Copy every one of the entries below word for word, keeping each line unchanged and in the same order.

-----

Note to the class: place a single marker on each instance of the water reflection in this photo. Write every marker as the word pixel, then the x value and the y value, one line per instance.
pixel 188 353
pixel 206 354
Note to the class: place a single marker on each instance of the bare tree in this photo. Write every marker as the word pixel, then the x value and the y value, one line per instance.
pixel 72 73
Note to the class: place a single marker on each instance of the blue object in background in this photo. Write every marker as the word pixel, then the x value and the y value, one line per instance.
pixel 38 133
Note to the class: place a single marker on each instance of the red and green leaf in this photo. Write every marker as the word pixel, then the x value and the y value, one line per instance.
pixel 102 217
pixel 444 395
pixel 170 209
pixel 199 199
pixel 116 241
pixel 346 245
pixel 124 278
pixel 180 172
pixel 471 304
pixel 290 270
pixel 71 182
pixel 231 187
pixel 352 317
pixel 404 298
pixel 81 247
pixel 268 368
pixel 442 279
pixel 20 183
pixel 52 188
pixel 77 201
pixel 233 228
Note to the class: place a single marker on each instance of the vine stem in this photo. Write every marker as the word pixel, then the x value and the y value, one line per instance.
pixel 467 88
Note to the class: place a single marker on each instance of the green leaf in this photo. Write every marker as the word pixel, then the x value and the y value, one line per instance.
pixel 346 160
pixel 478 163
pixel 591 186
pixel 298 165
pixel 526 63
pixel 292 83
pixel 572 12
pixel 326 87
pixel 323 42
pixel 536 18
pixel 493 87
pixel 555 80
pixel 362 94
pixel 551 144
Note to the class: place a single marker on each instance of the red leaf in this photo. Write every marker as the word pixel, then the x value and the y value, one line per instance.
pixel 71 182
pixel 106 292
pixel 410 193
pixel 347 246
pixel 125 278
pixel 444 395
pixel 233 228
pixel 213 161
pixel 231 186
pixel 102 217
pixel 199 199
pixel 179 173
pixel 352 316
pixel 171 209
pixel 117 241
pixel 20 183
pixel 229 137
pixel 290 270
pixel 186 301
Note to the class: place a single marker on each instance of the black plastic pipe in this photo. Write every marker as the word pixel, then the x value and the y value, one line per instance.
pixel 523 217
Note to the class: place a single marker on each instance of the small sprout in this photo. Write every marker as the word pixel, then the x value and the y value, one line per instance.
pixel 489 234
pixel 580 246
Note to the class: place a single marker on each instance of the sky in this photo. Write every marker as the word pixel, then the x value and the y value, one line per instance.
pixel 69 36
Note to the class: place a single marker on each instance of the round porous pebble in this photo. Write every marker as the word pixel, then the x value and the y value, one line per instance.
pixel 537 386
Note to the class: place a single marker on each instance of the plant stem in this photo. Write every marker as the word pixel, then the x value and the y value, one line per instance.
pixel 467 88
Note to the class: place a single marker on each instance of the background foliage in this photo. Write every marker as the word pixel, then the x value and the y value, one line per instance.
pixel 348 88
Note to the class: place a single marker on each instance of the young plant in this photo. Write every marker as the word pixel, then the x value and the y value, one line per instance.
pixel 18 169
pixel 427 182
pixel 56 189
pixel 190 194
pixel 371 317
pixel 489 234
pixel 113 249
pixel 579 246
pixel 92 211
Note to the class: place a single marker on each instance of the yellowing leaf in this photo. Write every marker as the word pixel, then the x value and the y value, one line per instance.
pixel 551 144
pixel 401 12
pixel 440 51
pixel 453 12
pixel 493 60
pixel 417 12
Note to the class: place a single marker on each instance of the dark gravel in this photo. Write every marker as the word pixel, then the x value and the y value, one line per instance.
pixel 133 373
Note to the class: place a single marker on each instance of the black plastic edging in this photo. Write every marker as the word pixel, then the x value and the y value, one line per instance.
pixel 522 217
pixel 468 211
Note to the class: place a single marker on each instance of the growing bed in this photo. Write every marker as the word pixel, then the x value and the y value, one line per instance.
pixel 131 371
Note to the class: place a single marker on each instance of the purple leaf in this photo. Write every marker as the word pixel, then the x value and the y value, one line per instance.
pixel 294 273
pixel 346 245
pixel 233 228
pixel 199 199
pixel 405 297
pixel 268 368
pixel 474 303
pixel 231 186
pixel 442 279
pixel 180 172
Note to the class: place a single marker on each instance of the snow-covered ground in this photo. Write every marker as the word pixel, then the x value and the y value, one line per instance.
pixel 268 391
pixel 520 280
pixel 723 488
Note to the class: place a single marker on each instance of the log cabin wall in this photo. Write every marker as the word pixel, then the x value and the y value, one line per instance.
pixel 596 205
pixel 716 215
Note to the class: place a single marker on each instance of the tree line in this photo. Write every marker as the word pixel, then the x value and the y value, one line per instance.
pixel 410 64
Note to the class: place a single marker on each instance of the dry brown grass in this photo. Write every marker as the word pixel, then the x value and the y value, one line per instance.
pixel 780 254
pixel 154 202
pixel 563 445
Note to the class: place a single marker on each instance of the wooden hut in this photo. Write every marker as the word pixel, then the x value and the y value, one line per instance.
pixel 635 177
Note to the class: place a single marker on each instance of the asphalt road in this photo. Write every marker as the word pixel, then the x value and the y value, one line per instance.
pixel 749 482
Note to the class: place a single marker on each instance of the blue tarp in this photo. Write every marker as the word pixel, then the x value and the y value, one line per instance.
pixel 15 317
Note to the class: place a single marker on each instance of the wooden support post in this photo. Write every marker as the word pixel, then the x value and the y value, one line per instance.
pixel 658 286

-----

Correct response:
Note to the class: place a single marker on each instance of the water reflection in this photo. Write every marker as the word pixel, then the x value and the y value, one line per instance.
pixel 188 353
pixel 206 354
Note to the class: place a single marker on each instance of the bare tree in this photo. Write every marker as the word pixel, then the x value and the y value, one line per instance.
pixel 72 73
Note to the class: place a single marker on each instance of the blue object in background in this photo. Write every marker as the word pixel, then the x value and the y value, one line per instance.
pixel 38 133
Note to the class: place a single marker on each instance of the red and green leaf in this photo. Write every marker as the word pixel, then the x value and the y value, one line per instance.
pixel 102 217
pixel 444 395
pixel 170 209
pixel 199 199
pixel 116 241
pixel 346 245
pixel 124 278
pixel 180 172
pixel 471 304
pixel 290 270
pixel 71 182
pixel 231 187
pixel 352 317
pixel 404 298
pixel 81 247
pixel 268 368
pixel 442 279
pixel 20 183
pixel 52 188
pixel 77 201
pixel 233 228
Note to the class: place a single marker on each instance of the vine stem in this photo. Write every marker as the word pixel, then the x value and the y value, one line per instance.
pixel 467 88
Note to the class: place a single marker on each instance of the green leaf in this photo. Write every marker as the word pixel, then the x value and the y value, one line per instance.
pixel 346 160
pixel 478 163
pixel 591 186
pixel 298 165
pixel 526 63
pixel 292 83
pixel 572 12
pixel 326 87
pixel 323 42
pixel 536 18
pixel 493 87
pixel 555 80
pixel 362 94
pixel 551 144
Note to the class: place a single marker on each instance of the red leaf in this photo. Write every marker as the word pixel, then the x value and the y value, one line per instance.
pixel 71 182
pixel 106 292
pixel 410 193
pixel 347 246
pixel 125 278
pixel 444 395
pixel 233 228
pixel 213 161
pixel 231 186
pixel 102 217
pixel 199 199
pixel 179 173
pixel 352 316
pixel 171 209
pixel 117 241
pixel 20 183
pixel 229 137
pixel 290 270
pixel 186 301
Note to the class: place a single marker on each instance of the black plastic pipe in this photo. Write every marker as the word pixel, then the x value and the y value, one line per instance.
pixel 523 217
Note to the class: place a single marker on each instance of the small sprout in this photo. Write every marker as the word pixel, then the x value and the y value, one line per instance.
pixel 489 234
pixel 580 246
Note to the class: place a single marker on each instance of the sky in this photo. Write every marker as the word pixel, then the x value and the y value, one line per instance.
pixel 69 36
Note to the class: place a single marker on each instance of the round porous pebble in this photo. Write every marker as the word pixel, then the x value and the y value, one line per instance.
pixel 537 386
Note to the class: place a single marker on each instance of the plant stem in this photo. Write every marker as the word pixel, then the x value and the y value, one line per instance.
pixel 467 88
Note to the class: place a single marker on each instance of the background foliage in this photo. Write every marker as the word pixel, then the x value and the y value, one line per instance.
pixel 348 88
Note to the class: place a single marker on each instance of the young plant in this photo. Write every marker as the word pixel, then the x value and the y value, one line per instance.
pixel 18 169
pixel 427 182
pixel 56 189
pixel 190 194
pixel 371 317
pixel 489 234
pixel 113 249
pixel 579 246
pixel 92 211
Note to the class: place a single marker on each instance of the yellowing leaf in this photo. Write every marker as the word pixel, then the x value and the y value, one line per instance.
pixel 551 144
pixel 401 12
pixel 440 51
pixel 453 12
pixel 493 60
pixel 417 12
Note to the class: place a single marker on each instance of the dark gravel in this photo. Write every marker as the word pixel, then the x value and the y value, one line per instance.
pixel 133 373
Note to the class: place a single marker on each instance of the black plastic edging in this photo. Write every marker as the word pixel, then the x value and the y value, one line per instance.
pixel 522 217
pixel 468 211
Note to the class: place a single marker on each instance of the growing bed in this photo. Write every marker as the word pixel, then the x value and the y value, one line per instance.
pixel 131 371
Note to the class: place a single marker on each instance of the purple leaf in this photo. Write every marker as the word pixel, then the x value and the y value, one line per instance.
pixel 294 273
pixel 346 245
pixel 233 228
pixel 199 199
pixel 405 297
pixel 268 368
pixel 474 303
pixel 231 186
pixel 442 279
pixel 180 172
Note to the class: place a single marker on each instance of the snow-covered ground in this photo. Write every marker as the word pixel, then the x value and the y value, one line per instance.
pixel 268 391
pixel 520 280
pixel 723 488
Note to the class: place a single marker on each instance of the log cabin wall in this photo. Write every marker as the word pixel, then the x value and the y value, one line per instance.
pixel 596 205
pixel 716 215
Note to the class: place a single marker on each instance of the tree line in this photo. Write every marker as the word pixel, then the x value and the y value, one line per instance.
pixel 410 64
Note to the class: place a single marker on each instance of the dry brown grass in this photo. Write every marker as the word pixel, then the x value and the y value, one line per instance.
pixel 780 254
pixel 154 202
pixel 563 445
Note to the class: place a single marker on each instance of the wooden hut in this photo. Write every marker as the word pixel, then the x value and the y value, one line per instance.
pixel 635 177
Note to the class: place a single marker on each instance of the asphalt road in this photo. Write every marker as the word pixel, then the x value and the y value, one line per instance.
pixel 749 482
Note to the class: place a single marker on each instance of the blue tarp in this photo. Write every marker as the word pixel, then the x value and the y value, one line per instance.
pixel 15 317
Note to the class: place a single marker on each instance of the wooden support post in this photo. Write every marker as the word pixel, then the x value and the y value, one line per instance.
pixel 658 286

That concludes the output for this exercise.